Task goal -
An exact transcript of every entry is required, without any of the pictures.

Working data: Begin

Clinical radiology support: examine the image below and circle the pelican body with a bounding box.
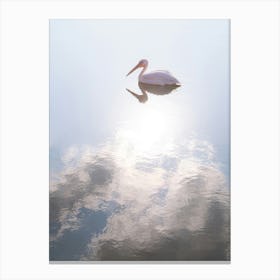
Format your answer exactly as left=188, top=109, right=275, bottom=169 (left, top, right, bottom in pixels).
left=126, top=59, right=180, bottom=86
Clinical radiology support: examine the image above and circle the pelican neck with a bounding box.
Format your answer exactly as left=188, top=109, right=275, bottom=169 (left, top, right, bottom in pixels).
left=138, top=64, right=148, bottom=79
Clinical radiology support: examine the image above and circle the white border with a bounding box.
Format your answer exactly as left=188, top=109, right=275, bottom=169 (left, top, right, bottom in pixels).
left=0, top=0, right=279, bottom=279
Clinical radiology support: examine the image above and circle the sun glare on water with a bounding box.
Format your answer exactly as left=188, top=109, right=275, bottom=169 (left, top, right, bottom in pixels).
left=115, top=104, right=183, bottom=157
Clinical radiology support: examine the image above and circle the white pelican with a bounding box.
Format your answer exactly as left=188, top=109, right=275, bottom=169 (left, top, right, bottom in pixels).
left=126, top=59, right=181, bottom=86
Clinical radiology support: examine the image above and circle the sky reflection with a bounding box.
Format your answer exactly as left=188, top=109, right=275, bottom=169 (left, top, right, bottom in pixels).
left=50, top=135, right=230, bottom=261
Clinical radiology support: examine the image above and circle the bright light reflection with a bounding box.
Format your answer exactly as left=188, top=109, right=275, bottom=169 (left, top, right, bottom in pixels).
left=115, top=104, right=181, bottom=156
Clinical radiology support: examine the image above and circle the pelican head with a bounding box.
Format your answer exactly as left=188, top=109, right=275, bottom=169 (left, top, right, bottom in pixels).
left=126, top=59, right=148, bottom=76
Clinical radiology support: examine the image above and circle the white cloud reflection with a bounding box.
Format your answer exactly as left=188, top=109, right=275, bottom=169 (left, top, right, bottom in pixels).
left=50, top=135, right=230, bottom=261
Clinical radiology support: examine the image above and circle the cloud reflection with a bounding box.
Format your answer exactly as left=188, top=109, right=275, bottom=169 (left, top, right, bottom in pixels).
left=50, top=136, right=230, bottom=261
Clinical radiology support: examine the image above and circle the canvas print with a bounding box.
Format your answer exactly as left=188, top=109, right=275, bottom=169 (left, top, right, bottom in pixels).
left=49, top=19, right=230, bottom=261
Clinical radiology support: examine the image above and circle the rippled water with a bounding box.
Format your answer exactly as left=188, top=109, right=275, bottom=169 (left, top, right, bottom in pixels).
left=49, top=19, right=230, bottom=261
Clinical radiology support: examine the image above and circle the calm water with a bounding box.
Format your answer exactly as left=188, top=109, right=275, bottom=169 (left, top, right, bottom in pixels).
left=49, top=19, right=230, bottom=261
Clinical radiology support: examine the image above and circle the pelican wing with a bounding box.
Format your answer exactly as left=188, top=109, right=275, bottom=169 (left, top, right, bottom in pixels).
left=140, top=71, right=180, bottom=86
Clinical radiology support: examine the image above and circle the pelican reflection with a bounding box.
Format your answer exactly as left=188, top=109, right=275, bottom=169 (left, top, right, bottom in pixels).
left=126, top=82, right=181, bottom=103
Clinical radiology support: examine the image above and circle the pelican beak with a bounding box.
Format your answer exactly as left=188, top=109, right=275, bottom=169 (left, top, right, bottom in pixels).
left=126, top=63, right=140, bottom=76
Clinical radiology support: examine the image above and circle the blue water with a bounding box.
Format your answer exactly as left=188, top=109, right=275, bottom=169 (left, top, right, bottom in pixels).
left=50, top=19, right=230, bottom=261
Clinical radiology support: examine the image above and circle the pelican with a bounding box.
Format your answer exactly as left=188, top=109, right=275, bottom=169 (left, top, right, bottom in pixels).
left=126, top=59, right=181, bottom=86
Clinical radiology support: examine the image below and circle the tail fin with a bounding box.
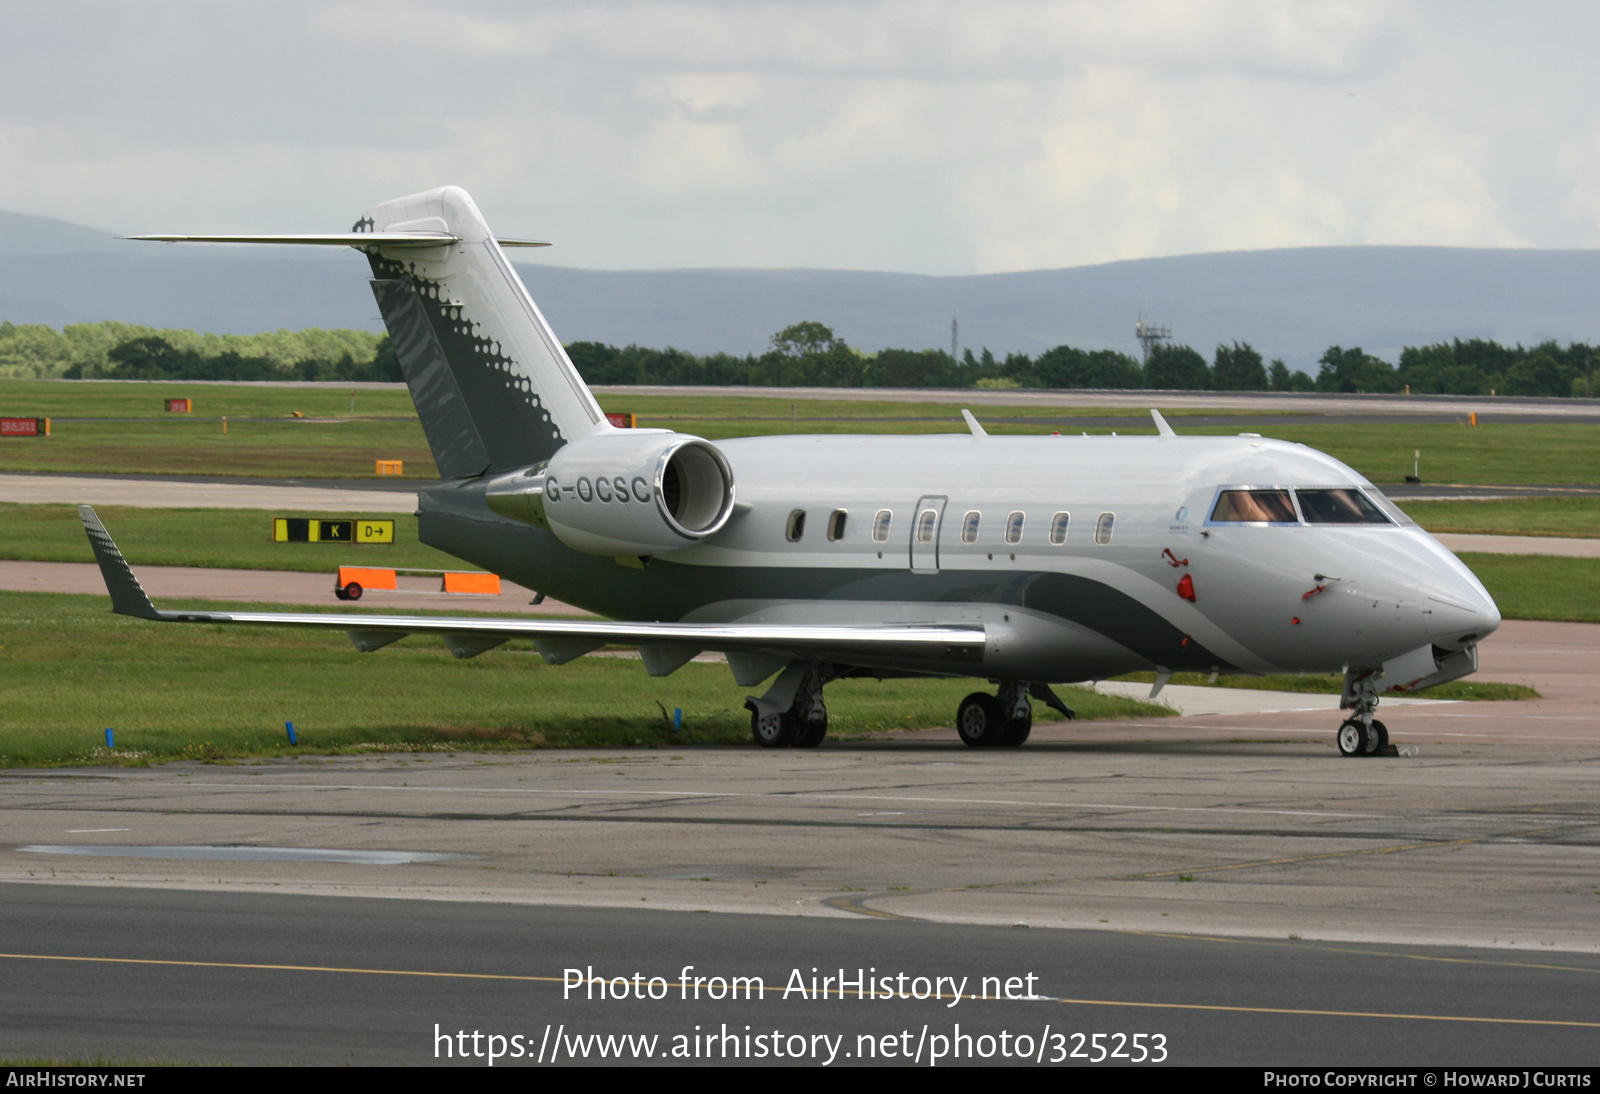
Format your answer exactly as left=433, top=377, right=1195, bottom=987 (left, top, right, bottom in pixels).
left=358, top=186, right=609, bottom=477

Working data: End

Result of this task -
Clinical radiology support: examine the image below and circle the pelican body with a bounding box.
Format your answer exactly as left=188, top=109, right=275, bottom=169 (left, top, right, bottom in pixels).
left=126, top=59, right=180, bottom=86
Clinical radiology support: examine the image above and circle the pelican neck with a bounding box.
Format your answer exactly as left=188, top=109, right=275, bottom=169 (left, top, right, bottom in pixels).
left=138, top=64, right=148, bottom=79
Clinical radiology support: examine the image above and circle the white border with a bounding box.
Format your answer exactly as left=188, top=109, right=275, bottom=169 (left, top, right, bottom in pixels).
left=0, top=0, right=279, bottom=279
Clinical radiology support: examine the image above and circle the sun glare on water with a bounding box.
Format your answer exactly as left=188, top=109, right=275, bottom=169 (left, top, right, bottom in pixels).
left=115, top=104, right=183, bottom=157
Clinical radiology support: examine the image above and circle the white pelican with a bounding box.
Format your answer exactly as left=188, top=109, right=275, bottom=169 (left, top, right, bottom in pixels).
left=126, top=59, right=181, bottom=86
Clinical radiology support: examine the image above and circle the sky reflection with a bounding box.
Format your answer exactly as left=188, top=109, right=275, bottom=169 (left, top, right, bottom in pixels).
left=50, top=135, right=230, bottom=261
Clinical radiology support: examine the image above and circle the bright light reflection with a bounding box.
Format your answer exactly as left=188, top=109, right=275, bottom=169 (left, top, right, bottom in pixels).
left=115, top=104, right=181, bottom=156
Clinical radiology support: examine the image above and circle the pelican head with a bounding box.
Format your answer exactly as left=188, top=109, right=275, bottom=169 (left, top, right, bottom in pixels).
left=126, top=59, right=148, bottom=76
Clinical radiology support: examine the image above and circle the white cloud reflection with a bounding box.
Format your answer exactly as left=188, top=109, right=275, bottom=169 (left, top, right, bottom in pixels).
left=50, top=135, right=230, bottom=261
Clinical radiology support: examine the image above and circle the cloud reflection with a bounding box.
Format your answer exactly as left=188, top=109, right=275, bottom=169 (left, top, right, bottom in pixels).
left=50, top=136, right=230, bottom=261
Clinical radiology support: examine the image above and circle the canvas print with a bounding box.
Format your answer exactly as left=188, top=109, right=275, bottom=169 (left, top, right, bottom in pixels).
left=49, top=19, right=230, bottom=261
Clinical radiology support: examine the image above and circle the rippled water with a bounding box.
Format your answer exactly as left=188, top=109, right=275, bottom=169 (left, top, right, bottom in pixels).
left=49, top=19, right=230, bottom=261
Clinical radiology support: examine the image above and circle the calm water with a bounding box.
Format your answer exactly as left=188, top=109, right=275, bottom=169 (left, top, right, bottom in pixels).
left=49, top=19, right=230, bottom=261
Clinical radiology support: examine the image above and circle the pelican wing with a bounding box.
Format your answer exactly as left=188, top=109, right=275, bottom=169 (left, top, right, bottom in pixels).
left=140, top=71, right=180, bottom=86
Clinical radiology support: examine the image above and circle the pelican reflection with a bounding box.
Format your answer exactly as left=188, top=109, right=275, bottom=169 (left, top, right, bottom in pixels).
left=126, top=82, right=181, bottom=103
Clinical radiology support: examine the image above and circle the pelican beak with a bounding box.
Format your answer exactly as left=188, top=109, right=275, bottom=169 (left, top, right, bottom in pixels).
left=126, top=63, right=140, bottom=76
Clinical radiology support: examine the image above and circle the blue water with a bounding box.
Format your answer exactly as left=188, top=109, right=275, bottom=169 (left, top, right, bottom in pixels).
left=50, top=19, right=230, bottom=261
Clinical radiology support: examine the image above and circle the pelican with a bounding box.
Format your answer exactly as left=188, top=109, right=275, bottom=169 (left, top, right, bottom in pixels).
left=126, top=59, right=181, bottom=86
Clinical radiology support: examine the image below and circle the tail fin with a bounding box.
Format your answer exactly as left=433, top=377, right=1195, bottom=987 (left, top, right, bottom in pixels).
left=358, top=186, right=609, bottom=477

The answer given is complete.